# [Directive]
Could you rewrite the listing below as a numbered list, dropping any blank lines and leaving out the pictures?

# [Working data]
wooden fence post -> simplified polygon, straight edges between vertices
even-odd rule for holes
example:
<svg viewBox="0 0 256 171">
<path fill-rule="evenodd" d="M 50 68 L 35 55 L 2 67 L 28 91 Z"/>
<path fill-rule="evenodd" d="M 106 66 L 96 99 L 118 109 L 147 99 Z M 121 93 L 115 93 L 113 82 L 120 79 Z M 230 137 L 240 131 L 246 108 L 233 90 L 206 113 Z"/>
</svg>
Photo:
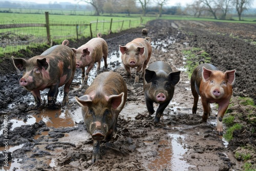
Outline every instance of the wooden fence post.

# [Result]
1. wooden fence post -> simplified polygon, straight edges between vertices
2. even-odd rule for holes
3. example:
4. <svg viewBox="0 0 256 171">
5. <path fill-rule="evenodd" d="M 50 68 L 35 55 L 2 67 L 28 91 Z"/>
6. <path fill-rule="evenodd" d="M 106 66 L 96 99 L 118 109 L 147 99 Z M 121 93 L 115 93 L 113 82 L 120 79 Z M 230 137 L 240 131 L 246 108 L 233 90 L 206 113 Z"/>
7. </svg>
8. Photo:
9. Outline every instance of the wooden fence post.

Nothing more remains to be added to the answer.